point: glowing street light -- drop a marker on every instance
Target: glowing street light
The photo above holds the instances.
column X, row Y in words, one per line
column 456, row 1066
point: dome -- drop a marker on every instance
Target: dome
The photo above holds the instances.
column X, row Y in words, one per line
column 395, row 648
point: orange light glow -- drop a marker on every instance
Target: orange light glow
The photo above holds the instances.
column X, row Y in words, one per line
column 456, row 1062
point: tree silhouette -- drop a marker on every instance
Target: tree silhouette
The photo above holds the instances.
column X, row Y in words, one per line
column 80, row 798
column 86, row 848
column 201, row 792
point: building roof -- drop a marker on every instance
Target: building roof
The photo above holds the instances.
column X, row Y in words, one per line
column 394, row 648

* * *

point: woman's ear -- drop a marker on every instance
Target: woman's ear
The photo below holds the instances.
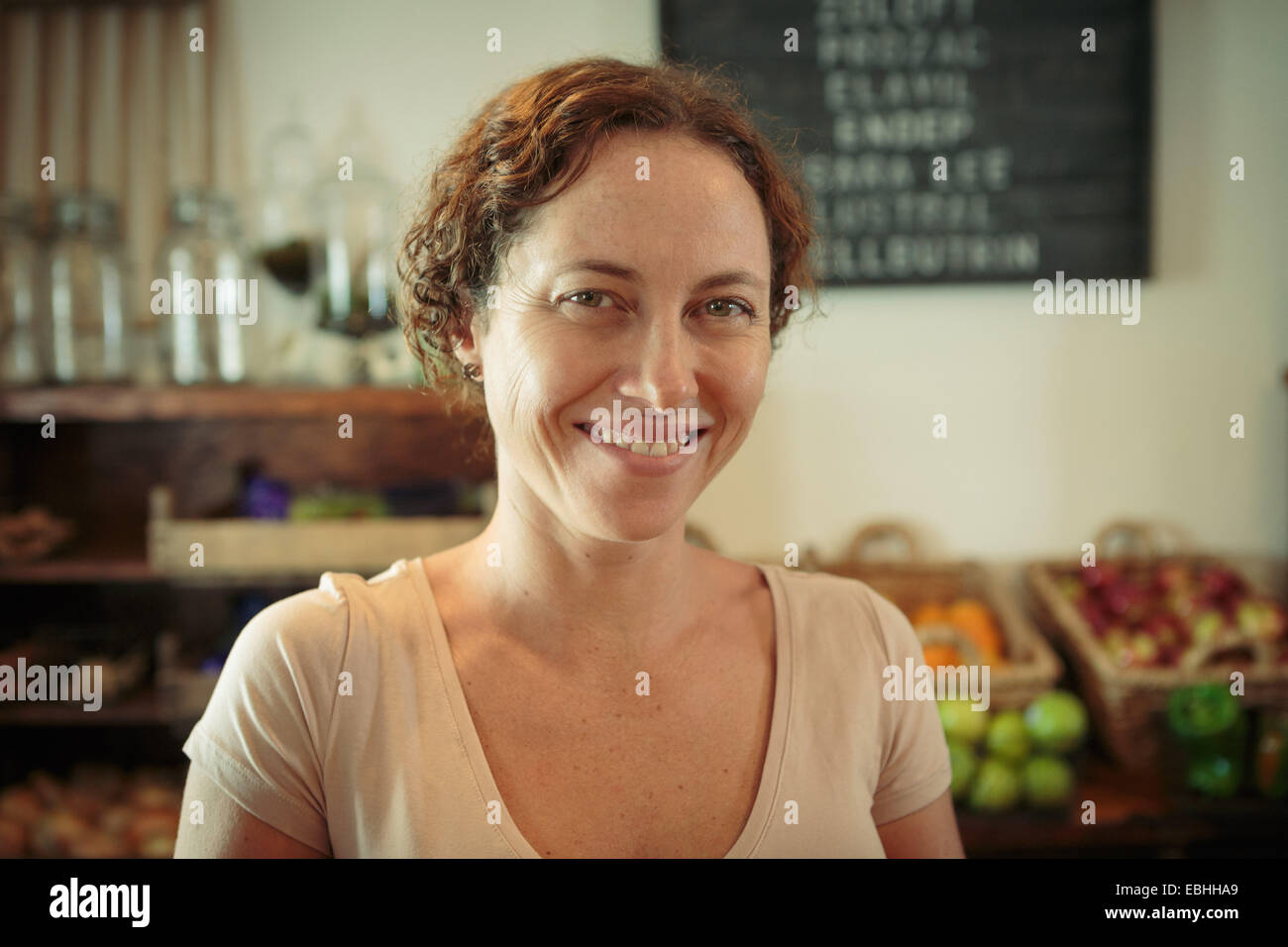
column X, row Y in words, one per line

- _EXERCISE_:
Output the items from the line containing "point: orange light" through the line containing "column 394, row 648" as a two-column CSV with the header row item,answer and one row per item. Quote each field, and replace the line breaks inside an item's text or its answer with spaces.

- _RESPONSE TO THIS EXERCISE_:
item,answer
"point: orange light glow -- drop a marker on every instance Target: orange light glow The photo above holds the instances. column X, row Y in words, one per line","column 456, row 1062"
"point: tree silhouette -- drop a marker on every instance Target: tree silhouette The photo above holds the instances. column X, row Y in words, one per line","column 80, row 798 column 86, row 848 column 201, row 792"
"point: building roof -- drop a marker on every instance Target: building roof The photo above holds the instances. column X, row Y in words, one per line","column 394, row 648"